Tantangan 1 :: Jelaskan dalam satu sampai tiga kalimat alasan kasus Blok Medan dinilai harus ditindaklanjuti menurut kutipan teks tentang pertemuan Samad dengan pimpinan KPK.

Kutipan Teks ::
══════════════════════════════
“Pada saat itu pimpinan KPK dipanggil Pak Agus Raharjo, dan menurut Pak Agus pada saat itu Presiden marah dan memerintahkannya untuk tidak menindaklanjuti,” klaim Samad.
Selanjutnya mengenai Blok Medan yang menyangkut menantu dari Jokowi, yaitu Bobby Nasution yang saat ini mengikuti kontestasi pilgub wilayah Sumatera Utara, namanya terungkap dalam persidangan perkara suap dan gratifikasi yang menyangkut eks Gubernur Maluku Utara, Abdul Gani Kasuba (AGK).
Klaim Samad, para pimpinan KPK juga mendeteksi bahwa adanya dugaan keterlibatan Bobby dalam perkara suap dan gratifikasi kepada AGK. Dia juga mengklaim bahwa KPK akan segera menindaklanjuti dugaan tersebut.
“Blok Medan, nah betul kasus Blok Medan itu semua kita diskusikan. Dan kelihatannya ada kesepahaman ya antara kita dan pimpinan KPK bahwa ini memang ada dugaan, ada dugaan terjadinya peristiwa, peristiwa tindak pidana sehingga ini harus ditindaklanjuti” ujar Samad
Usai melakukan pertemuan tersebut, Samad mengklaim bahwa pimpinan KPK sepakat untuk mempercepat penindakan terhadap sejumlah kasus-kasus yang saat ini masih berjalan sampai dengan bertahun-tahun lamamya.
══════════════════════════════
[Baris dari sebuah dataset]
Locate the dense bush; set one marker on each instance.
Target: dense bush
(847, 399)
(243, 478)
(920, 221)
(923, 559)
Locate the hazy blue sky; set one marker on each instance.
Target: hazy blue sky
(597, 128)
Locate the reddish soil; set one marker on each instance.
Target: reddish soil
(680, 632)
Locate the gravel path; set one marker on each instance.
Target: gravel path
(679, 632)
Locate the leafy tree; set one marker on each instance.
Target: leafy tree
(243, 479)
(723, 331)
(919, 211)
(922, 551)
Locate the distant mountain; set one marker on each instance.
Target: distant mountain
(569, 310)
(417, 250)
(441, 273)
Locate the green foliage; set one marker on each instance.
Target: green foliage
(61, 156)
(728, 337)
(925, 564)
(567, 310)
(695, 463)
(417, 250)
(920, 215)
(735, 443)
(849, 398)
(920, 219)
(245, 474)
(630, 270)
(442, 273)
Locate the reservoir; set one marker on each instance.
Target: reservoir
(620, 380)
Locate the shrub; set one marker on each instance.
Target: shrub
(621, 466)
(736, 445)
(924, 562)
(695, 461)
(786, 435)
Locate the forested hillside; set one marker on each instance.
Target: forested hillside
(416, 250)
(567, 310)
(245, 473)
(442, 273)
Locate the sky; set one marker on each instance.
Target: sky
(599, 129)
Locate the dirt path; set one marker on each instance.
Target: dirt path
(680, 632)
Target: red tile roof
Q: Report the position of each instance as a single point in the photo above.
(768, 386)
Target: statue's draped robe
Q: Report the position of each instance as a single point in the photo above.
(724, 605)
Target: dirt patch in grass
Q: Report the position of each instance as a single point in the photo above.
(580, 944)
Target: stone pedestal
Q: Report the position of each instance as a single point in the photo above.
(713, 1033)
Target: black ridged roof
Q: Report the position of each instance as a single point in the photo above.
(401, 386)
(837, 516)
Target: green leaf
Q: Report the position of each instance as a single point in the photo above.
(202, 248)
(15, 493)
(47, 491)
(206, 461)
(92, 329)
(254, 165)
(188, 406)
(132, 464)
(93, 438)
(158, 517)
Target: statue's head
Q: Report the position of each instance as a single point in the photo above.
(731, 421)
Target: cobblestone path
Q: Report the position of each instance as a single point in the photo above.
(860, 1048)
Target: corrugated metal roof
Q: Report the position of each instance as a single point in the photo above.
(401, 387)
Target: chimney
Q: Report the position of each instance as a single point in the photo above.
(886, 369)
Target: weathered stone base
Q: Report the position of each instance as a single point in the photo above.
══════════════════════════════
Tantangan 2 :: Tuliskan kembali baris data mulai dari baris yang memuat "Target: stone pedestal" hingga baris terakhir data. Ganti "single point" dengan "single coordinate" dan biarkan bagian lain tetap sama.

Keluaran 1 :: Menurut Samad, pihaknya dan pimpinan KPK sepaham bahwa dalam kasus Blok Medan ada dugaan terjadinya peristiwa tindak pidana. Karena dugaan itulah kasus tersebut harus ditindaklanjuti.

Keluaran 2 ::
Target: stone pedestal
Q: Report the position of each instance as a single coordinate in the photo above.
(713, 1033)
Target: black ridged roof
Q: Report the position of each instance as a single coordinate in the photo above.
(401, 386)
(837, 516)
Target: green leaf
Q: Report the position of each instance as a single coordinate in the photo above.
(202, 248)
(15, 493)
(47, 491)
(206, 461)
(92, 329)
(254, 165)
(188, 406)
(132, 464)
(93, 438)
(158, 517)
Target: statue's head
Q: Report the position of each instance as a single coordinate in the photo above.
(731, 421)
Target: cobblestone path
Q: Report the position of each instance as a single coordinate in the photo above.
(860, 1048)
Target: corrugated metal roof
Q: Report the position of each instance as a single coordinate in the photo above.
(401, 387)
Target: chimney
Q: Report the position of each instance as a single coordinate in the photo above.
(886, 369)
Target: weathered stone base
Q: Report the position of each instance as a single coordinate in the photo above.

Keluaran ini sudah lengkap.